▶ **The request**
Transcribe the records that follow, preserving every word.

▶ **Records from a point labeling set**
------------------------------------------------------------------------
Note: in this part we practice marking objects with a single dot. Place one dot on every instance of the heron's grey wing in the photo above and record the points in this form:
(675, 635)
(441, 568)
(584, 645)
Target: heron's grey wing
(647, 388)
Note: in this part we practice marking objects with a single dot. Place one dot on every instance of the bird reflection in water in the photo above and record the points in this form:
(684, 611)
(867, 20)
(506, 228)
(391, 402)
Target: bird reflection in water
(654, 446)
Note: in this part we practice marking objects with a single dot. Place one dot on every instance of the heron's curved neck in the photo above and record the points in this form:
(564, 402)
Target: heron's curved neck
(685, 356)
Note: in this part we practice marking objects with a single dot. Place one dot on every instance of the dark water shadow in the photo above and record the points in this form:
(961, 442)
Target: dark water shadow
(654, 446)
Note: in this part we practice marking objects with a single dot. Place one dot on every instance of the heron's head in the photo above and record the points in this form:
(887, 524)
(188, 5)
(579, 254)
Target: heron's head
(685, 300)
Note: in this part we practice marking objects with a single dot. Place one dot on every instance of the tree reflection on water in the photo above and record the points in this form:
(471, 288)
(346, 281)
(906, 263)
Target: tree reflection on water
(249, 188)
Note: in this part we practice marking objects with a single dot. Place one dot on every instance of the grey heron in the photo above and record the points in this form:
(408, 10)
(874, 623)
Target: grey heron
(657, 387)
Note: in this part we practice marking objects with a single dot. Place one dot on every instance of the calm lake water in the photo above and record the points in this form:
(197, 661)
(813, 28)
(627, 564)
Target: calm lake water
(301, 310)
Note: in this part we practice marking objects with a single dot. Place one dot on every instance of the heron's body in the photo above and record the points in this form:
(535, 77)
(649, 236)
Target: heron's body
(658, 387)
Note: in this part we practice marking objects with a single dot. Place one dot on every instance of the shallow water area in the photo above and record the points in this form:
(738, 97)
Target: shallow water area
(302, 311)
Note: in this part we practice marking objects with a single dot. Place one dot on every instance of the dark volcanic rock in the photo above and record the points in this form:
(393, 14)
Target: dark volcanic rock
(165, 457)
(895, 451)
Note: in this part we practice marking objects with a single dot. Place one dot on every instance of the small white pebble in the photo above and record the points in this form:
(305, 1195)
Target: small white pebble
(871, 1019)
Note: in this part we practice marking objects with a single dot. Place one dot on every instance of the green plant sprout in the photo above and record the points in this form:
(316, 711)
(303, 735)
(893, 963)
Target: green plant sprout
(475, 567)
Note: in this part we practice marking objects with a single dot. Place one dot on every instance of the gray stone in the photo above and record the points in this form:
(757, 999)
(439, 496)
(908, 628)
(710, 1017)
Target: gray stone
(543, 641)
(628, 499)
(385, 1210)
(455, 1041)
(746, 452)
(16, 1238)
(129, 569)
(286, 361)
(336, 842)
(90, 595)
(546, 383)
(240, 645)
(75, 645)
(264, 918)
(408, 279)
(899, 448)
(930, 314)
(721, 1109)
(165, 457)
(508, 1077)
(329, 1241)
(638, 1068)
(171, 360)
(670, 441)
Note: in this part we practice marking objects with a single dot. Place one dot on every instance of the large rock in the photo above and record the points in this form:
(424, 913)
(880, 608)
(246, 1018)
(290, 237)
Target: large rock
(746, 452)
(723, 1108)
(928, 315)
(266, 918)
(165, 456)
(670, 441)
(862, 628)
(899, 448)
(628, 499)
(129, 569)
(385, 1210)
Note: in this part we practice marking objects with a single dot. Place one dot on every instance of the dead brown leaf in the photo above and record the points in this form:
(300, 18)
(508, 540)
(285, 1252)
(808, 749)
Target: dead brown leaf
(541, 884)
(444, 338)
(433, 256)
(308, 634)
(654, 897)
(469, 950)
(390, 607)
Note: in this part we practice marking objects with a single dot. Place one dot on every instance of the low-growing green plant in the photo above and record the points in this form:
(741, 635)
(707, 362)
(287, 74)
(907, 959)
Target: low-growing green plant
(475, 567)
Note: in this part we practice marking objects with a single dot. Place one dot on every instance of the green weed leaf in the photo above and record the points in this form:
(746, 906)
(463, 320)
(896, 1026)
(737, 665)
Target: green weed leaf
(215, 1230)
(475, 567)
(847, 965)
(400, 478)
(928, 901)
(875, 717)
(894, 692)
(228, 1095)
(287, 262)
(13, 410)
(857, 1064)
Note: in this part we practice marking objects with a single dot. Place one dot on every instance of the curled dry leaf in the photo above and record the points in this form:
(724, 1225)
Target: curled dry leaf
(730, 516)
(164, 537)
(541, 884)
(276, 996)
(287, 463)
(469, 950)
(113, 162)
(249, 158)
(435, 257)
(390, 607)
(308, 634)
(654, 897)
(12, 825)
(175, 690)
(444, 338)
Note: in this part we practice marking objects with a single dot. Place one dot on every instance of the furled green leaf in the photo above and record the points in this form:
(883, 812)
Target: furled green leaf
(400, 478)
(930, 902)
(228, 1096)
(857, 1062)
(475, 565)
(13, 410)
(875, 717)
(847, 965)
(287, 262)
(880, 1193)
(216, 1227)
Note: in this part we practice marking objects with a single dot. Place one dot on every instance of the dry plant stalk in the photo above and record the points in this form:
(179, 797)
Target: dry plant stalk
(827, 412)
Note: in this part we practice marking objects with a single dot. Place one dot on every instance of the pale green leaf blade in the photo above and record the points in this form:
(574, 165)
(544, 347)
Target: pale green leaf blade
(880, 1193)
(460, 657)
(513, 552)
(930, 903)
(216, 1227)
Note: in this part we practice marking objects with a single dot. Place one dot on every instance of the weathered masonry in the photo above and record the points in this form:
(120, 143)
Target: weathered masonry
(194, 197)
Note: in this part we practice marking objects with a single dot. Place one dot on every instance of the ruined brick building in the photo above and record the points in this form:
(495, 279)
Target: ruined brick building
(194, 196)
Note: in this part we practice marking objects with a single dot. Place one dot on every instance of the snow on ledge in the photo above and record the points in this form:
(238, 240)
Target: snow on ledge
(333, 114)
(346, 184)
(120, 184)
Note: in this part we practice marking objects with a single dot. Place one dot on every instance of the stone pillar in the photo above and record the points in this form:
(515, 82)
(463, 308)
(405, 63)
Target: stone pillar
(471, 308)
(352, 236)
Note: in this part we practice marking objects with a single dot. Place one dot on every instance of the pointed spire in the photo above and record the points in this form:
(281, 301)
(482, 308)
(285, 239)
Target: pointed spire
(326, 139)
------------------------------------------------------------------------
▶ **Output for this task**
Note: in this part we practice marking objects with a single dot. Place one dot on every instance of the heron's grey wing in the photo above and record the points in this form:
(675, 635)
(441, 568)
(584, 645)
Target: heron's grey wing
(647, 388)
Note: in this part we practice marking objects with a single dot. Place one dot on every instance of the bird reflection in water in the photo above and record the points in this form:
(684, 611)
(867, 20)
(506, 228)
(391, 402)
Target: bird reflection in water
(654, 446)
Note: in this part we practice marking objects with a single dot. Place one dot on every instance of the heron's curved neck in the photo above and record the points in this form:
(564, 402)
Target: heron's curved neck
(685, 356)
Note: in this part we practice marking objects with a single dot. Place one dot on every instance of the dark water shadow in the photo above and record the points in this form:
(961, 442)
Target: dark water shadow
(654, 446)
Note: in this part we practice marking objects with a single dot. Place one dot on every instance of the heron's head in the photo above and record the points in this form:
(887, 524)
(188, 5)
(579, 254)
Target: heron's head
(685, 300)
Note: in this part we practice marking objects with a single dot. Place one dot on every instance of the tree reflection on water in the photo above and record the points in this form:
(471, 288)
(346, 281)
(906, 263)
Target: tree reflection on water
(249, 188)
Note: in this part we practice marking objects with a single dot. Place one dot on every instance of the grey heron in the photo above and record the points in this form:
(408, 10)
(874, 623)
Target: grey heron
(657, 387)
Note: in this part we practice marking objects with a single dot. Place one dot on every instance of the calm lake water in the photo above and record the points in this form:
(197, 661)
(813, 28)
(627, 564)
Target: calm lake water
(301, 310)
Note: in this part we practice marking objects with a single dot. Place one dot on every instance of the heron's body in the photo above and record the points in this form:
(535, 77)
(649, 236)
Target: heron's body
(658, 387)
Note: in this part we practice marking objects with a single dot. Place one dot on every instance of the shallow water area in the photo above and record the points in this form:
(738, 97)
Target: shallow water area
(302, 311)
Note: in this part we practice marking objects with a single dot. Place one dot on every instance of the dark volcanic rock in the photo above and record the points in this form:
(393, 14)
Target: dark volcanic rock
(165, 457)
(895, 451)
Note: in this part we practice marking objects with a single dot. Place one dot on every instance of the small white pebble in the photo above and record the points in this form:
(305, 1195)
Target: small white pebble
(871, 1019)
Note: in this part we practice marking objects with a single dot. Place one dot on every instance of the green plant sprout in the photo above and record the points in this form:
(316, 711)
(303, 735)
(893, 963)
Target: green plant sprout
(475, 567)
Note: in this part we practice marking objects with a single dot. Place one dot on every instance of the gray stone in the photo above and record the points in this form:
(757, 999)
(439, 496)
(908, 628)
(710, 1017)
Target: gray stone
(543, 641)
(628, 499)
(385, 1210)
(455, 1041)
(746, 452)
(16, 1238)
(129, 569)
(286, 361)
(336, 842)
(90, 595)
(546, 383)
(240, 645)
(75, 645)
(264, 918)
(408, 279)
(899, 448)
(930, 314)
(721, 1109)
(165, 457)
(508, 1077)
(329, 1241)
(638, 1068)
(171, 360)
(670, 441)
Note: in this part we practice marking objects with a single dot. Place one dot on every instance of the large rock in the photo above and record the points in this form:
(424, 913)
(880, 608)
(246, 1018)
(290, 237)
Target: large rock
(746, 452)
(723, 1108)
(928, 315)
(266, 918)
(165, 456)
(670, 441)
(862, 628)
(899, 448)
(628, 499)
(129, 569)
(385, 1210)
Note: in this part we practice marking objects with a single dot. Place one dot on every instance of the dead brown leaf in the photo above and record the points in this form:
(300, 18)
(508, 540)
(285, 1252)
(808, 749)
Target: dead brown leaf
(541, 884)
(444, 338)
(433, 256)
(308, 634)
(654, 897)
(469, 950)
(390, 607)
Note: in this part we practice marking objects with a single dot. Place one dot on every instance of the low-growing green plant in the photo above and record the points in this form:
(741, 635)
(707, 362)
(287, 74)
(907, 959)
Target: low-growing green plant
(475, 567)
Note: in this part we practice marking objects with a single dot. Place one dot on every instance of the green weed leaf in the photo above and record the points in this form:
(746, 906)
(463, 320)
(896, 1026)
(737, 665)
Target: green weed leaf
(215, 1230)
(475, 567)
(847, 965)
(400, 478)
(928, 901)
(875, 717)
(894, 692)
(228, 1095)
(287, 262)
(13, 410)
(857, 1064)
Note: in this part we practice marking objects with a single dot. Place one dot on every instance of the curled dry leaf in the photo above and record the points in this form:
(724, 1225)
Target: curled dry leaf
(730, 516)
(164, 537)
(541, 884)
(276, 996)
(287, 463)
(469, 950)
(113, 162)
(249, 158)
(435, 257)
(390, 607)
(308, 634)
(654, 897)
(12, 825)
(175, 690)
(444, 338)
Note: in this part we practice marking objects with a single dot. Place one dot on every instance of the furled green leaf in the photo above and record the points in this form:
(883, 812)
Target: furled green leaf
(400, 478)
(930, 902)
(228, 1096)
(857, 1062)
(475, 565)
(13, 410)
(875, 717)
(847, 965)
(287, 262)
(880, 1193)
(216, 1227)
Note: in this part we practice marking objects with a single dot. Place one dot on every instance of the dry plant stalk in the photo above and record the points in this form:
(179, 797)
Target: dry plant stalk
(827, 412)
Note: in this part we practice marking objects with a single dot. Place one dot on every instance of the pale green leaf blade in the photo above and record the points in this form:
(574, 165)
(544, 347)
Target: pale green leaf blade
(880, 1193)
(460, 657)
(513, 552)
(930, 903)
(216, 1227)
Note: in this part we practice marking objects with a single dot. Place one dot on every instance of the weathered masonry in the photo above and record the points in this form:
(120, 143)
Target: weathered masonry
(194, 197)
Note: in this part we practice marking objects with a single dot. Place one dot on every instance of the ruined brick building in the photo above and record the points in this form:
(495, 279)
Target: ruined brick building
(194, 196)
Note: in this part we practice marking objects with a single dot. Place one dot on every instance of the snow on ledge in the photo above and record the points in this form:
(238, 240)
Target: snow on ledge
(333, 114)
(346, 184)
(120, 184)
Note: in this part we practice marking objects with a single dot. Place one dot on every instance of the stone pillar in the photo above and record the points in this form:
(515, 82)
(463, 308)
(405, 63)
Target: stone pillar
(471, 308)
(352, 236)
Note: in this part we practice marking objects with a single dot. Place one dot on every instance of the pointed spire in the photo above and record the points in this form:
(281, 301)
(482, 308)
(285, 239)
Target: pointed spire
(326, 139)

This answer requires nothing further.